--- ASSIGNMENT ---
In the records below, find each line with "floor" and copy it.

--- INPUT ---
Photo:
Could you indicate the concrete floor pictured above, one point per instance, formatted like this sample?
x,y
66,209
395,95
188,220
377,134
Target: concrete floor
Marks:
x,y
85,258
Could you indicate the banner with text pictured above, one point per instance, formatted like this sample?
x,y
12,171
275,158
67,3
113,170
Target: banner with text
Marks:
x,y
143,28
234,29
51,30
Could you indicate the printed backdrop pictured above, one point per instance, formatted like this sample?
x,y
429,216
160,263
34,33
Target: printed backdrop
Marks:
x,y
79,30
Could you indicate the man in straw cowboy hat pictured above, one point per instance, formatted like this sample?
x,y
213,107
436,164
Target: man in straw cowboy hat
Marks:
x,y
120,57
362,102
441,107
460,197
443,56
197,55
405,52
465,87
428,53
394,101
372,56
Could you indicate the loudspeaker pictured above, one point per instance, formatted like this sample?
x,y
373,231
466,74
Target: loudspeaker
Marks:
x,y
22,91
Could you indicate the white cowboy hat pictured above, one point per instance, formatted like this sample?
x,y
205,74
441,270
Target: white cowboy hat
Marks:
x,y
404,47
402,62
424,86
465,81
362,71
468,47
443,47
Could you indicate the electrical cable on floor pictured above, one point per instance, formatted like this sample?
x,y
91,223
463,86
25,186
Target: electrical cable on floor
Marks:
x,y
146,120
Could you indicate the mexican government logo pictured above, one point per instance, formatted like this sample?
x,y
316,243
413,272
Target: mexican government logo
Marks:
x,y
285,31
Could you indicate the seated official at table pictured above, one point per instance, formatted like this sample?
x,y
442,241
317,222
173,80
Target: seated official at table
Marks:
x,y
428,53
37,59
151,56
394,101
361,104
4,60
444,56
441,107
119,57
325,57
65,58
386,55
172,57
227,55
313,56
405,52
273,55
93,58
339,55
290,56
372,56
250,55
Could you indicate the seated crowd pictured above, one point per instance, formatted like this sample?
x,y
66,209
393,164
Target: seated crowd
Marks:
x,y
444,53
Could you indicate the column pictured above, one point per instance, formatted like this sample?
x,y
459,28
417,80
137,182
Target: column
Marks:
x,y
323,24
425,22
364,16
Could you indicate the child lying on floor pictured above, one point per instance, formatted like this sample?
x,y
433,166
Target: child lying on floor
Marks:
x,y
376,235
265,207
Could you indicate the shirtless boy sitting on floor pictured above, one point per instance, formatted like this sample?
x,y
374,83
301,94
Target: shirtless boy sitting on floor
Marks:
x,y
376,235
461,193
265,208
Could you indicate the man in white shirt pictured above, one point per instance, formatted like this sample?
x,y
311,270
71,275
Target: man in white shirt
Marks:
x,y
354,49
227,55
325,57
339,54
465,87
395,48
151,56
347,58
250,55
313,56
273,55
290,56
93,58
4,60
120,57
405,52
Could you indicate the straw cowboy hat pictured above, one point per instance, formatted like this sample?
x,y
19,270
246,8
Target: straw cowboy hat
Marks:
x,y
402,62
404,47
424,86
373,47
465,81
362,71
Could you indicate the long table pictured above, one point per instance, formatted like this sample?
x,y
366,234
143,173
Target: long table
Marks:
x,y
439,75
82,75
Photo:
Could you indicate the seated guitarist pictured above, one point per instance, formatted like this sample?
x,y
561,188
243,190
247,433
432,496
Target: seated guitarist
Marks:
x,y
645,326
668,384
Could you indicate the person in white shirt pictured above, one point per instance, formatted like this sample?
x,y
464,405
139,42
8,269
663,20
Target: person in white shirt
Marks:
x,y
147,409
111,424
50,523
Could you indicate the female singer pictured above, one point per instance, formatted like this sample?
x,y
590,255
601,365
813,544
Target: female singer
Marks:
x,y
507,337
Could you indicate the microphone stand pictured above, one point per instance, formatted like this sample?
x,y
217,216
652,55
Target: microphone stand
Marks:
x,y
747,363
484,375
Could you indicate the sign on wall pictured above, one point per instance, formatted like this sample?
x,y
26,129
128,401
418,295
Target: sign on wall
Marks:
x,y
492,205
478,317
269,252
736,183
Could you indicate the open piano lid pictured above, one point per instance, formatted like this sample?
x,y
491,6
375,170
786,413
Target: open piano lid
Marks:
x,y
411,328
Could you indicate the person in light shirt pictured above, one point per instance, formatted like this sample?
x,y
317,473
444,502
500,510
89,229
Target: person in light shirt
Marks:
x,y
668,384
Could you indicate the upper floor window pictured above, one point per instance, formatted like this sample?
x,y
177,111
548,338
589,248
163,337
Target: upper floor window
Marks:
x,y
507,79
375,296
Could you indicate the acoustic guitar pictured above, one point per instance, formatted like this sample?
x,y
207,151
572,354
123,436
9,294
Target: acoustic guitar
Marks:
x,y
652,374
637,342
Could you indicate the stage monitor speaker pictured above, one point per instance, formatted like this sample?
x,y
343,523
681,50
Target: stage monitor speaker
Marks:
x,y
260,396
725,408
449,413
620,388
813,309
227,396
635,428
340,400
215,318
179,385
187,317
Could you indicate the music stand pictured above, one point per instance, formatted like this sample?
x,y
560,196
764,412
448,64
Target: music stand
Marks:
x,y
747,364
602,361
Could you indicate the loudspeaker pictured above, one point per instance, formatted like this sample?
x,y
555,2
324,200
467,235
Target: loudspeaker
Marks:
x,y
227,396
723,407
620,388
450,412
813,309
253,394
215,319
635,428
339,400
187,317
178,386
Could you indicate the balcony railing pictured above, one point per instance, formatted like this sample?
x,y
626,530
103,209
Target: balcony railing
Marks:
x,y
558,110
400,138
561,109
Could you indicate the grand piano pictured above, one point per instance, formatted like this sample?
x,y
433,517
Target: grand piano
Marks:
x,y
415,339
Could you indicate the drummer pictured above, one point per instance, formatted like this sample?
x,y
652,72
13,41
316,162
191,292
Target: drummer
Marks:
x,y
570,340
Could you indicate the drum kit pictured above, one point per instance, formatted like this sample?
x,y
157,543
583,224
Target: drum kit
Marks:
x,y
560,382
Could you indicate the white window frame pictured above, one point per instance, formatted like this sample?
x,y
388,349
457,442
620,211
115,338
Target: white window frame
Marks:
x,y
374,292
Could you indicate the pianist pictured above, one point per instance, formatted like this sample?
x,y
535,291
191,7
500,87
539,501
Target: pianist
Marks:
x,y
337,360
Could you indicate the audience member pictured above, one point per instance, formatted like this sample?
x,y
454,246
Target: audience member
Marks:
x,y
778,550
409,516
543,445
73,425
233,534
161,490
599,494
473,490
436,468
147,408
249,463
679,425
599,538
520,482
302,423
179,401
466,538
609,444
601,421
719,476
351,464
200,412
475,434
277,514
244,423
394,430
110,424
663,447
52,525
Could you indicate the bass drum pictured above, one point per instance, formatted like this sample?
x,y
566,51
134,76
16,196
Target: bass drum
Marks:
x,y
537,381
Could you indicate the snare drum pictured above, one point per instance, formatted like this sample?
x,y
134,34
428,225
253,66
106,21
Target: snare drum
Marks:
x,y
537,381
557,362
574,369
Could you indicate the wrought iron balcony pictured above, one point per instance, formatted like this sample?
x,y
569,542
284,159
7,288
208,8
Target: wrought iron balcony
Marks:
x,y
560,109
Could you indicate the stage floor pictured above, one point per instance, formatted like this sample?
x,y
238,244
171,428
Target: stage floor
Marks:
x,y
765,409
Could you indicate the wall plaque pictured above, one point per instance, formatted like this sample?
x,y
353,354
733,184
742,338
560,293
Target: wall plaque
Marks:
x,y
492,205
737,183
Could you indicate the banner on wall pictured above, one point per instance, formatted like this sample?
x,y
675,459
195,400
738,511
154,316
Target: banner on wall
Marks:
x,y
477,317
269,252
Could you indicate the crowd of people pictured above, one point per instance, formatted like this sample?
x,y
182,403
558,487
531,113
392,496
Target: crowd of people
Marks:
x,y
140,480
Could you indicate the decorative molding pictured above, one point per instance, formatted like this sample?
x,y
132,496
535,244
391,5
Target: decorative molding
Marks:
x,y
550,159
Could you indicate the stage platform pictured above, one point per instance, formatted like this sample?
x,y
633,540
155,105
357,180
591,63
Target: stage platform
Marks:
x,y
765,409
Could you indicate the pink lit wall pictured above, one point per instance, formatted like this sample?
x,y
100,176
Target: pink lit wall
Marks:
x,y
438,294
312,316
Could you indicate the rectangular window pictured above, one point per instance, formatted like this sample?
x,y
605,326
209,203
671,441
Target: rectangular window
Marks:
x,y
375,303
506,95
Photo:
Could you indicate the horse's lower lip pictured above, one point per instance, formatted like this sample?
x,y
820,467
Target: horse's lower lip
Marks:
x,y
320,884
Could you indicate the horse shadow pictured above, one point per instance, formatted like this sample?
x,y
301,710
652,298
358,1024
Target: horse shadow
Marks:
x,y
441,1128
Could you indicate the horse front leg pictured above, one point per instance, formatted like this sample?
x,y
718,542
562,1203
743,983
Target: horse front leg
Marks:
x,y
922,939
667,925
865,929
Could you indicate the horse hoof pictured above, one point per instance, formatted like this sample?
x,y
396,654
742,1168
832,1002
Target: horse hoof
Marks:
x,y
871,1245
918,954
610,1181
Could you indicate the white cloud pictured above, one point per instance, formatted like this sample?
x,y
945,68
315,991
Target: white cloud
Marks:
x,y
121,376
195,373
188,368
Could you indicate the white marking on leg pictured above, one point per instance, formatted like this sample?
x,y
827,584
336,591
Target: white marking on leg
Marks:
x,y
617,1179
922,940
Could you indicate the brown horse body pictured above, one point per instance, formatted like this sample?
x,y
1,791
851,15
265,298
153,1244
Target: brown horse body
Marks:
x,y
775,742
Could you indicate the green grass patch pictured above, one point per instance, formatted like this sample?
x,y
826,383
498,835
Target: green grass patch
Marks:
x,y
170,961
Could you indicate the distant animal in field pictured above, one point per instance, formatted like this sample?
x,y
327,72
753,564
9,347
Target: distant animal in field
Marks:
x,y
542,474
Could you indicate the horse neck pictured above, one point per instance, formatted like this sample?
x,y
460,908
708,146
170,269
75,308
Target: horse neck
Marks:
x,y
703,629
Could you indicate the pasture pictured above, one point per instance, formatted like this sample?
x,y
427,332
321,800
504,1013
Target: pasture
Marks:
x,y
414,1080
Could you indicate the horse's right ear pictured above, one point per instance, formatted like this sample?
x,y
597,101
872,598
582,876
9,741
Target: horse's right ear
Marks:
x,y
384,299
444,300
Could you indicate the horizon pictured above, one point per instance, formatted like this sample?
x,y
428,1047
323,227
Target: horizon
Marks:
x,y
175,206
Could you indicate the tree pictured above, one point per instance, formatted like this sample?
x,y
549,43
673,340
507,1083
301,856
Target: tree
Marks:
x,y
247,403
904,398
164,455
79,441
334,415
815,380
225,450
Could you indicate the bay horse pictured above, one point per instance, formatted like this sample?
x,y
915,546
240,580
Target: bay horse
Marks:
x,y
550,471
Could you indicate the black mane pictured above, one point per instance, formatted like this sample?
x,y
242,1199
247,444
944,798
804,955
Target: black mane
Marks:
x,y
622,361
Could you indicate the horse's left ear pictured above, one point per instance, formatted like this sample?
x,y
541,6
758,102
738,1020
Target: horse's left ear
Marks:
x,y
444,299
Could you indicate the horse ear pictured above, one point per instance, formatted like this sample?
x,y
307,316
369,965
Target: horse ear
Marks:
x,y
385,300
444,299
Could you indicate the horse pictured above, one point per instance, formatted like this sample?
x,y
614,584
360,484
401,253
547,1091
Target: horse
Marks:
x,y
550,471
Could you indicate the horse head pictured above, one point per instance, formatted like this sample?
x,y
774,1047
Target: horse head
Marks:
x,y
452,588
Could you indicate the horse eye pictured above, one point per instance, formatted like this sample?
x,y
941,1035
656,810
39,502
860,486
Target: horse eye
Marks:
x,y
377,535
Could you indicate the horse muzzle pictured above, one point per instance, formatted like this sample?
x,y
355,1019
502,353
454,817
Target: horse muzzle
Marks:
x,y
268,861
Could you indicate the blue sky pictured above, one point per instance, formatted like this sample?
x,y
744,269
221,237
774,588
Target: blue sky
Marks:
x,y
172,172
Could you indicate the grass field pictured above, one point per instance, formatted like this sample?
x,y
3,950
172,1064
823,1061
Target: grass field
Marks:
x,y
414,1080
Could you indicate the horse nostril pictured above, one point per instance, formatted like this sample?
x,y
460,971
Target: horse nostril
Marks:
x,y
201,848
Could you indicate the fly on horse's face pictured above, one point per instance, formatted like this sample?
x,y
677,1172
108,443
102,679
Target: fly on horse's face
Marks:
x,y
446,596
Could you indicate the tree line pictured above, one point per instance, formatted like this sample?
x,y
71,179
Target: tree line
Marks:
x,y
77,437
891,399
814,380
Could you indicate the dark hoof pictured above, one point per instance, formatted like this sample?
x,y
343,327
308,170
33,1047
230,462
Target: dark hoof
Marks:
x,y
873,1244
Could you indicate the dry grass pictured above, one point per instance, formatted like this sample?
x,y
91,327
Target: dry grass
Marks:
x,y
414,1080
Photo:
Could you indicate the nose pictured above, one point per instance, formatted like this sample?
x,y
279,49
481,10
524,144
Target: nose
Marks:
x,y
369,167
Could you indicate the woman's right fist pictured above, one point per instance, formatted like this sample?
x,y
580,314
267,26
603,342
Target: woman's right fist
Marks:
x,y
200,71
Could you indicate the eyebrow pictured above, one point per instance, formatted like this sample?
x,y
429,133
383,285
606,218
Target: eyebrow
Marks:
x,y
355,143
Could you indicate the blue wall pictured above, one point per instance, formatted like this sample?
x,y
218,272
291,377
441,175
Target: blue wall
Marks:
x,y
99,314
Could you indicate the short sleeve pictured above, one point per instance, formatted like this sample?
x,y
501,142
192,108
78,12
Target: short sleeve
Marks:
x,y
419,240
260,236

--- EXERCISE RESULT ---
Could you indicate the concrete floor pictured above, one point per instance, formatted like this sample?
Target: concrete floor
Could you indicate the electrical cable on floor pictured above, one point per instance, formatted like this sample?
Target: electrical cable on floor
Could you indicate the child lying on floor pictured above, one point per instance, formatted like this sample?
Target: child lying on floor
Could you indicate the shirtless boy sitting on floor pictured above, one point per instance, formatted like this sample?
Target: shirtless boy sitting on floor
Could you indicate the upper floor window pictured above, one point per instance, formatted like this sample?
Target: upper floor window
Could you indicate the stage floor pictured above, one point per instance, formatted like this sample?
Target: stage floor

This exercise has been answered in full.